Instruction → Quote every line below exactly as it reads.

Entries shown →
++++
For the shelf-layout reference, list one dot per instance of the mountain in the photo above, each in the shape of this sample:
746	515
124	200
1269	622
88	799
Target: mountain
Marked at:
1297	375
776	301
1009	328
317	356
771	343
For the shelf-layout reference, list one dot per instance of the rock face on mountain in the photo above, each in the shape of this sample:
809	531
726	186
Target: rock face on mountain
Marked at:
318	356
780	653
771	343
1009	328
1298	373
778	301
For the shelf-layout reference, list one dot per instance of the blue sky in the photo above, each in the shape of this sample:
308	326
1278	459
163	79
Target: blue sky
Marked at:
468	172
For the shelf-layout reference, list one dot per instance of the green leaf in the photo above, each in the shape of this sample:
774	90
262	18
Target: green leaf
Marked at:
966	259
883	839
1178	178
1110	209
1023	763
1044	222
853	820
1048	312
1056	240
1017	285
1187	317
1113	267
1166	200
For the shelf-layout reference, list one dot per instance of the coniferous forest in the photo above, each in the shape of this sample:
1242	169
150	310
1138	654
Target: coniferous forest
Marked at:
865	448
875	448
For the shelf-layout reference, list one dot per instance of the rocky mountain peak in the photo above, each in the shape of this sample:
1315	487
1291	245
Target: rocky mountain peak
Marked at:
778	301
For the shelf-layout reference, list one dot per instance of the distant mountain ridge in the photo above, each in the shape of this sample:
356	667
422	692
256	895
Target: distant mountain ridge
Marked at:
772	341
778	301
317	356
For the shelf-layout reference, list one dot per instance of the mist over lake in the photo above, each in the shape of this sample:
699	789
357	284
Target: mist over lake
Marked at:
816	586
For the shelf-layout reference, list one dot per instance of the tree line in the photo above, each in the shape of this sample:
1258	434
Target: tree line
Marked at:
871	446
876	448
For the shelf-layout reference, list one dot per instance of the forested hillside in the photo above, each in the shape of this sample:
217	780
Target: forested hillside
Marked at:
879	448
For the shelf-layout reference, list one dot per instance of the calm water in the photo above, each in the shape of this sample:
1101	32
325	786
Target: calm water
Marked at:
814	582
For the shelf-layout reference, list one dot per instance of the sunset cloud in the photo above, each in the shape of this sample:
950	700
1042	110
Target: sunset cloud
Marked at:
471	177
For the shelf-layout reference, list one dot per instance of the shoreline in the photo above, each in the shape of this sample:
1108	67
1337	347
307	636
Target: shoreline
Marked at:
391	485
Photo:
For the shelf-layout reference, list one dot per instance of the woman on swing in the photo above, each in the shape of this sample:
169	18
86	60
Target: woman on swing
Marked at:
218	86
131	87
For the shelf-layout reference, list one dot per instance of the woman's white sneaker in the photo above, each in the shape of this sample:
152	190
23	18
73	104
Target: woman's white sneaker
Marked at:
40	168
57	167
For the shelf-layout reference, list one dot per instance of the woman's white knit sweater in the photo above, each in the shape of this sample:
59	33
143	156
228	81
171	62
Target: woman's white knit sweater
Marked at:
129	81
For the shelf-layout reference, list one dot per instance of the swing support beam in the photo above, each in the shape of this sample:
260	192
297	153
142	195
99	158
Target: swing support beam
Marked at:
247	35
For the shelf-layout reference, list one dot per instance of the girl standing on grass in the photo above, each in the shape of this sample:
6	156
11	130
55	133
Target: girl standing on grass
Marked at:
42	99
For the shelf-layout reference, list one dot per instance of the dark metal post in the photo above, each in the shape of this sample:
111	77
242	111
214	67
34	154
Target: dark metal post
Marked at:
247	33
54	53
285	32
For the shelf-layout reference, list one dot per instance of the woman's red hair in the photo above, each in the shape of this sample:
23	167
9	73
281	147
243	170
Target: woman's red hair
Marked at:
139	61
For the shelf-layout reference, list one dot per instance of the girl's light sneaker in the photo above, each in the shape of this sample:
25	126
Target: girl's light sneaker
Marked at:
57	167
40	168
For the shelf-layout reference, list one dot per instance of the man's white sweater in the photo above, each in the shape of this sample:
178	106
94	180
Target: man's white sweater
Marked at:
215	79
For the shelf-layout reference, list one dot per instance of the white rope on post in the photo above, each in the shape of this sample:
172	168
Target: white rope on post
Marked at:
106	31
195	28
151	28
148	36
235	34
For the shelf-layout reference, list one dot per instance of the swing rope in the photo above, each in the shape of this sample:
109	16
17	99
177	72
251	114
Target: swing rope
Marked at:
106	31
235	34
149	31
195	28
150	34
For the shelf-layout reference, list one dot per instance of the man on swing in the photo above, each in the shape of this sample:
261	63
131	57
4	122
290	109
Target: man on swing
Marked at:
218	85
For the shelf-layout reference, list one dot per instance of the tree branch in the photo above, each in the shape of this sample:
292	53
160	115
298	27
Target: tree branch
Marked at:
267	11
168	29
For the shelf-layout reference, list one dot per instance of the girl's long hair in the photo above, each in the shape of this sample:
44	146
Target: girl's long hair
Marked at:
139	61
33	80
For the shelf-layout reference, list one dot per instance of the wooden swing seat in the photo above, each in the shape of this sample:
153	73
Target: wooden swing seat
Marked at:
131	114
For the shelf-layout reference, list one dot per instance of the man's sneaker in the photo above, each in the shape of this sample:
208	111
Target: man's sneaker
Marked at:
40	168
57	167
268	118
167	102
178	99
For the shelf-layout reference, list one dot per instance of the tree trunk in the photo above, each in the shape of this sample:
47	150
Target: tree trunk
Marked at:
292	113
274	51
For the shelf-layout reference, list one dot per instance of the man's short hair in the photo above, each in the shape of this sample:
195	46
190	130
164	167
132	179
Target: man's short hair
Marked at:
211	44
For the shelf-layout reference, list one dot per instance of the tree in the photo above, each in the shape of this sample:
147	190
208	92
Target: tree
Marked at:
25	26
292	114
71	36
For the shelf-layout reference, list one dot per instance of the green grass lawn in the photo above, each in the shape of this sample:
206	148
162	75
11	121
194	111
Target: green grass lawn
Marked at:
++++
Answer to this problem →
For the shelf-layout reference, list one dot per instance of the mountain in the photo above, each in the shape of this sample:
746	515
124	200
1269	622
88	799
Target: mountain
Marked at:
1297	375
776	301
1009	328
317	356
771	343
For the shelf-layout reference, list one dot per instance of the rock face on mountain in the photo above, each in the shape of this sample:
809	531
726	186
Target: rock face on mountain
Marked at:
318	356
780	653
771	343
1009	328
1298	373
778	301
For the shelf-layout reference, list one dot per instance of the blue sky in the photo above, each in the shape of this sample:
308	326
1278	459
163	79
Target: blue sky
Marked at:
468	172
For the shelf-layout reference, list one dot per instance of the green leaf in the photo above, each in the shape of this sample:
774	90
262	18
Target: green leaf
Marked at:
966	259
883	839
1178	178
1110	209
1023	763
1044	222
853	820
1048	312
1056	240
1017	285
1187	317
1113	267
1166	200
For the shelf-layout reference, list one dot per instance of the coniferous forest in the photo above, each in the shape of this sample:
1242	169
150	310
1138	654
Target: coniferous forest
Marked at:
865	448
875	448
For the shelf-layout reference, list one dot per instance of the rocky mountain peak in the photo above, each in the shape of this sample:
1315	487
1291	245
Target: rocky mountain peak
Marked at:
778	301
For the shelf-layout reference, list one dot per instance of the distant mountain ridge in the photo above, each in the shape of this sample:
356	667
422	692
256	895
Target: distant mountain ridge
Marked at:
772	341
778	301
317	356
For the shelf-layout reference, list one dot per instance of the mist over lake in the photo above, each in the shape of this sample:
699	789
357	284
Target: mist over lake
Marked at:
816	586
For the shelf-layout reference, list one dot per instance of the tree line in the photo above, each in the shape of this sample:
1258	434
Target: tree line
Marked at:
871	446
876	448
For the shelf-layout reference, list one dot per instance of the forested hillside in the photo above, each in the shape of this sample:
217	780
Target: forested hillside
Marked at:
879	448
For the shelf-layout reference, list one dot per instance of the calm water in the photo above, each in the shape of this sample:
1101	32
325	786
Target: calm water
Marked at:
814	582
For the shelf-layout reference, list one dot per instance of the sunset cloud in the photo above, each in the shape of this sample:
950	700
1042	110
Target: sunset cloud
Marked at:
471	177
For the shelf-layout reference, list one dot per instance of the shoreline in the photo above, each in the shape of this sample:
1108	67
1337	347
307	636
Target: shoreline
Marked at:
391	485
Photo:
For the shelf-layout reference, list one dot per instance of the woman on swing in the photo above, each in the shape of this sample:
169	18
86	60
Target: woman on swing
Marked at:
218	86
131	87
For the shelf-layout reference, list one dot per instance of the woman's white sneaker in the photo above, each in the shape of this sample:
152	190
23	18
73	104
Target: woman's white sneaker
Marked at:
40	168
57	167
For the shelf-layout reference, list one dot per instance of the woman's white knit sweater in the photo above, each in the shape of this sample:
59	33
143	156
228	81
171	62
Target: woman's white knit sweater
Marked at:
129	81
For the shelf-layout reference, list one dot per instance of the swing support beam in the photo above, each in the shape of this sample:
260	192
297	153
142	195
99	158
Target: swing support beam
Marked at:
247	35
For the shelf-layout reference, list one dot per instance of the girl standing on grass in the photo above, each in the shape of this sample:
6	156
11	130
55	133
Target: girl standing on grass
Marked at:
42	99
For the shelf-layout reference, list one dot per instance of the dark metal post in the photo above, each in the shape of this sample:
111	77
242	111
214	67
34	154
Target: dark metal post
Marked at:
247	33
54	53
285	32
For the shelf-layout reference, list one dot per instance of the woman's red hair in the photo above, each in the shape of this sample:
23	167
9	73
281	147
243	170
Target: woman's red hair
Marked at:
139	61
For the shelf-layout reference, list one dot per instance of the girl's light sneaker in the photo above, each in the shape of this sample:
25	126
Target: girl's light sneaker
Marked at:
57	167
40	168
For the shelf-layout reference, list one dot per instance of the man's white sweater in the photo above, each in the shape of this sample:
178	106
94	180
Target: man's white sweater
Marked at:
215	79
For the shelf-layout reference, list one dot per instance of the white rope on post in the photo above, each in the shape of this sample:
172	168
Target: white rope on post
Marked at:
106	31
195	28
151	28
148	36
235	34
For the shelf-layout reference, list one dot per instance of the swing rope in the photo above, each in the shape of this sample:
109	16
17	99
177	72
251	114
Target: swing rope
Marked at:
106	31
235	34
149	31
195	28
150	34
For the shelf-layout reference, list one dot per instance of the man on swing in the photo above, each in the shape of this sample:
261	63
131	57
4	122
290	109
Target: man on swing
Marked at:
218	85
For the shelf-layout reference, list one dot per instance of the tree branch in the photo above, each in the shape of this sample:
292	53
160	115
298	27
Target: tree branch
Marked at:
267	11
168	29
For the shelf-layout reference, list one dot per instance of the girl's long hair in the photo above, each in the shape of this sample:
44	146
Target: girl's long hair
Marked at:
139	61
33	80
For the shelf-layout reference, list one dot per instance of the wooden swing seat in the photo above, each in the shape of this sample:
153	73
Target: wooden swing seat
Marked at:
131	114
For the shelf-layout reference, list one dot per instance of the man's sneaker in the photo above, each in the shape of this sample:
208	111
Target: man's sneaker
Marked at:
40	168
57	167
268	118
167	102
178	99
For the shelf-layout reference, list one dot per instance of the tree trunk in the photo above, each in the shape of this sample:
47	150
Target: tree trunk
Marked at:
292	113
274	51
For the shelf-layout reference, list one dot per instance of the man's short hair in the photo above, each in the shape of this sample:
195	46
190	130
164	167
132	179
Target: man's short hair
Marked at:
211	44
For the shelf-layout reference, list one dot per instance of the tree in the photo above, each in the shape of this sample:
147	190
208	92
Target: tree
Marked at:
25	26
292	114
71	36
For the shelf-layout reference, list one dot per instance of the green grass lawn in the photo above, each in the shape of this sample:
206	148
162	75
11	121
194	111
Target: green grass lawn
Marked at:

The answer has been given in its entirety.